* **Task objective**
Rewrite the items below, swapping "Security feed analysis" for "Surveillance footage review" everywhere it occurs and leaving all other text unchanged.

* **Dataset records**
**********

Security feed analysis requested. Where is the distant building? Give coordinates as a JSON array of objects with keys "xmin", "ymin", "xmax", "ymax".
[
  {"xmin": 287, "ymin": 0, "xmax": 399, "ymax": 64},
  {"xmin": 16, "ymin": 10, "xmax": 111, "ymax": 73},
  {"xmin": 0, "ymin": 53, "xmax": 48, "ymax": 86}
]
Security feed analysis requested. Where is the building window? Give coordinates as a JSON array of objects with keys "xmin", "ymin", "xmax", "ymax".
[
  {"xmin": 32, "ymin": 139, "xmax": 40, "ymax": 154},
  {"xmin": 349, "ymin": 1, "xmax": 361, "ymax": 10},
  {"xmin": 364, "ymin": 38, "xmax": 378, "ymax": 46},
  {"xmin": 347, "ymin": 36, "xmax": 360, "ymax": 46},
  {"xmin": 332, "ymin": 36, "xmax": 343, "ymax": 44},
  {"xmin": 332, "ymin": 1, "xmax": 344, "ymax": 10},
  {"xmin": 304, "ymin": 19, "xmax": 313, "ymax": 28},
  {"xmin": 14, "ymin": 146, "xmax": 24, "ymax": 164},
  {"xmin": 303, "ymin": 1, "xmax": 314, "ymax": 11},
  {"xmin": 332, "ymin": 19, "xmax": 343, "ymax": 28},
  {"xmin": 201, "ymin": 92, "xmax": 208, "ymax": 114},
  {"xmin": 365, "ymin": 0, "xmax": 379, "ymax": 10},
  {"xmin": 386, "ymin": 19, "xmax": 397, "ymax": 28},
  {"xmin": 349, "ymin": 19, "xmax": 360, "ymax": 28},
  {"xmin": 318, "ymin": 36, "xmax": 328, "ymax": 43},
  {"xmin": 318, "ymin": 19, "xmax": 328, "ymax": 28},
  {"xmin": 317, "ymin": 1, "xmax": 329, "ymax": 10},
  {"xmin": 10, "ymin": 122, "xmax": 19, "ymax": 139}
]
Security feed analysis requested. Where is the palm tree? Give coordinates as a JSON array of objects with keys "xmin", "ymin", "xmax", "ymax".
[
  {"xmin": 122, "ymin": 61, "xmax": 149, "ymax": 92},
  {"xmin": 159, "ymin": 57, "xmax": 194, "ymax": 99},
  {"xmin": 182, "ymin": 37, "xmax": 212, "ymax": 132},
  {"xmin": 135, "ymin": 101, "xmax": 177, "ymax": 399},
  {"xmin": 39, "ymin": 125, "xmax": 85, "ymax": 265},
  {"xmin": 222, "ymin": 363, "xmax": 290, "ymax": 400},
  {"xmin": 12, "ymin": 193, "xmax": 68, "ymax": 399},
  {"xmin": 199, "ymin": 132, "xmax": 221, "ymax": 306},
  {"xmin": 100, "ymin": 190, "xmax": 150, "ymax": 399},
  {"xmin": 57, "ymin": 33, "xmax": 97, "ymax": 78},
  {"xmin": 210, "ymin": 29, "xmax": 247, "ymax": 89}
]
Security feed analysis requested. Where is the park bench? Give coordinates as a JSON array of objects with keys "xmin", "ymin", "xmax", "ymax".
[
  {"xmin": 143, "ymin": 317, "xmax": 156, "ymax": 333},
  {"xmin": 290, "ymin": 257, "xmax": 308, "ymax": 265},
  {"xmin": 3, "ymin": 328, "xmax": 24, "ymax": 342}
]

**********

* **Exercise result**
Surveillance footage review requested. Where is the distant building? Give coordinates as a JSON array of objects with keys "xmin", "ymin", "xmax", "ymax".
[
  {"xmin": 287, "ymin": 0, "xmax": 399, "ymax": 64},
  {"xmin": 16, "ymin": 10, "xmax": 111, "ymax": 73},
  {"xmin": 0, "ymin": 53, "xmax": 48, "ymax": 86}
]
Surveillance footage review requested. Where is the building window? Give coordinates as a JSON array of objects with keys "xmin", "ymin", "xmax", "ymax".
[
  {"xmin": 32, "ymin": 139, "xmax": 40, "ymax": 154},
  {"xmin": 349, "ymin": 1, "xmax": 361, "ymax": 10},
  {"xmin": 364, "ymin": 38, "xmax": 378, "ymax": 46},
  {"xmin": 347, "ymin": 36, "xmax": 360, "ymax": 46},
  {"xmin": 332, "ymin": 36, "xmax": 343, "ymax": 44},
  {"xmin": 332, "ymin": 1, "xmax": 344, "ymax": 10},
  {"xmin": 304, "ymin": 19, "xmax": 313, "ymax": 28},
  {"xmin": 14, "ymin": 146, "xmax": 24, "ymax": 164},
  {"xmin": 303, "ymin": 1, "xmax": 314, "ymax": 11},
  {"xmin": 332, "ymin": 19, "xmax": 343, "ymax": 28},
  {"xmin": 201, "ymin": 92, "xmax": 208, "ymax": 114},
  {"xmin": 365, "ymin": 0, "xmax": 379, "ymax": 10},
  {"xmin": 386, "ymin": 19, "xmax": 397, "ymax": 28},
  {"xmin": 349, "ymin": 19, "xmax": 360, "ymax": 28},
  {"xmin": 318, "ymin": 36, "xmax": 328, "ymax": 43},
  {"xmin": 318, "ymin": 19, "xmax": 328, "ymax": 28},
  {"xmin": 317, "ymin": 1, "xmax": 329, "ymax": 10},
  {"xmin": 10, "ymin": 122, "xmax": 19, "ymax": 139}
]
Surveillance footage review requested. Where is the palm tree? Give coordinates as a JSON array of objects with keys "xmin", "ymin", "xmax", "ymax".
[
  {"xmin": 122, "ymin": 61, "xmax": 149, "ymax": 92},
  {"xmin": 159, "ymin": 57, "xmax": 194, "ymax": 99},
  {"xmin": 182, "ymin": 37, "xmax": 212, "ymax": 132},
  {"xmin": 135, "ymin": 101, "xmax": 177, "ymax": 399},
  {"xmin": 39, "ymin": 125, "xmax": 85, "ymax": 265},
  {"xmin": 222, "ymin": 363, "xmax": 290, "ymax": 400},
  {"xmin": 12, "ymin": 193, "xmax": 68, "ymax": 399},
  {"xmin": 199, "ymin": 132, "xmax": 221, "ymax": 306},
  {"xmin": 100, "ymin": 190, "xmax": 150, "ymax": 399},
  {"xmin": 57, "ymin": 33, "xmax": 97, "ymax": 78},
  {"xmin": 210, "ymin": 29, "xmax": 247, "ymax": 89}
]
Surveillance footage review requested. Where is the park bench? Give coordinates as a JSON array of objects with keys "xmin", "ymin", "xmax", "ymax".
[
  {"xmin": 143, "ymin": 317, "xmax": 156, "ymax": 333},
  {"xmin": 290, "ymin": 257, "xmax": 308, "ymax": 265},
  {"xmin": 3, "ymin": 328, "xmax": 24, "ymax": 342}
]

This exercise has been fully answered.